■ Dataset excerpts:
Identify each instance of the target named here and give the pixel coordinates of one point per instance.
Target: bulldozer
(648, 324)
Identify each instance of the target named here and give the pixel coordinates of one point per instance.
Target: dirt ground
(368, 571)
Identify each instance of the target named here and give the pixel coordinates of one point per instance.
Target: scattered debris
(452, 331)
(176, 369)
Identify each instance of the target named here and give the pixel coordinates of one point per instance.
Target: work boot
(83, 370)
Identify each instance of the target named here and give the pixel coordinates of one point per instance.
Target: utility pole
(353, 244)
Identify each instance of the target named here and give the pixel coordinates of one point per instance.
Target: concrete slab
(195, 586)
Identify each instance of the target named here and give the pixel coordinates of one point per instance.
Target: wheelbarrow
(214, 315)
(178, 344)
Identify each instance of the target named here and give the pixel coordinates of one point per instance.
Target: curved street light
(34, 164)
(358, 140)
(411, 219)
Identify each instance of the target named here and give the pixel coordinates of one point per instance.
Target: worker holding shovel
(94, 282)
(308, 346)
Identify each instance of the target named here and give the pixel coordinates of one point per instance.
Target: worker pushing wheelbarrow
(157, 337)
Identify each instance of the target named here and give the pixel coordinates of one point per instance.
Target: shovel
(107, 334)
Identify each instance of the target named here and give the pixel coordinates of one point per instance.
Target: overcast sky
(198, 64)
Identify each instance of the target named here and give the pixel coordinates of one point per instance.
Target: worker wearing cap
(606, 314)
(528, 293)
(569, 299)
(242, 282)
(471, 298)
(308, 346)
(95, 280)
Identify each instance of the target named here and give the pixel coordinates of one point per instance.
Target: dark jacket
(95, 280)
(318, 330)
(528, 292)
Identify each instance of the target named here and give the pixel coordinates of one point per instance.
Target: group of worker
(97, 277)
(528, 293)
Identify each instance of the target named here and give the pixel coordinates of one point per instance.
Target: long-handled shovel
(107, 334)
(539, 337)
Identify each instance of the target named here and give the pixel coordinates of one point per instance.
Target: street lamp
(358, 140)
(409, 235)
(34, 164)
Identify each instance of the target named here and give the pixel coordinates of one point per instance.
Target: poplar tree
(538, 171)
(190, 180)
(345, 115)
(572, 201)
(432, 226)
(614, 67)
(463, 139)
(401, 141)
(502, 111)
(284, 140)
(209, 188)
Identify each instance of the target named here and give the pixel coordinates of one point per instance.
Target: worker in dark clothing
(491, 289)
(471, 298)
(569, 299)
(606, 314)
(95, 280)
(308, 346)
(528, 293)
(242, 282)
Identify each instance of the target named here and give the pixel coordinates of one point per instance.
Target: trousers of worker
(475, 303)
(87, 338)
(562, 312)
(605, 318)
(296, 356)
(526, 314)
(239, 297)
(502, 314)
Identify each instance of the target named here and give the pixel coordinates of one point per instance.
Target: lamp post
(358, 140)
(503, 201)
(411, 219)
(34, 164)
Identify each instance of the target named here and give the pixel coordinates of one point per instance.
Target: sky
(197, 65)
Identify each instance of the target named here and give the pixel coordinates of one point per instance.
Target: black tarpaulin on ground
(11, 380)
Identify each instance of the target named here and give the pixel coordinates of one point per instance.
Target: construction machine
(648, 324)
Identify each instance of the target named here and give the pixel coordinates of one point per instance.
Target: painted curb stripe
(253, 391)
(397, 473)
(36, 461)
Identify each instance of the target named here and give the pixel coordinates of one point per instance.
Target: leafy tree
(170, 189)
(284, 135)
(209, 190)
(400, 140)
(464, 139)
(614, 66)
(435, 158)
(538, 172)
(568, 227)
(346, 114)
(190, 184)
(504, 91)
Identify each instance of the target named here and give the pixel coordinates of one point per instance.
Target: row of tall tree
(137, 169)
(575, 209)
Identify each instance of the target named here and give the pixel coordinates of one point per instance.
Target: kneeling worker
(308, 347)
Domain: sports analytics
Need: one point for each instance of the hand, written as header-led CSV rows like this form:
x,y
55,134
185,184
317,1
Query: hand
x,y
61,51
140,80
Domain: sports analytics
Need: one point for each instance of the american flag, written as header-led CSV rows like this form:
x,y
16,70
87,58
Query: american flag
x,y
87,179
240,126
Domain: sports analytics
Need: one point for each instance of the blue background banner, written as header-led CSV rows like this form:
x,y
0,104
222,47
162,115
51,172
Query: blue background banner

■ Task description: Every line above with the string "form" in it needs to be copied.

■ Worked solution:
Need: one point for each instance of the hand, written as header-led CSV rows like this form:
Need: one point for each instance of the american flag, written as header-led CSV rows like this form:
Need: one point for each instance of the blue background banner, written as header-led CSV rows like this form:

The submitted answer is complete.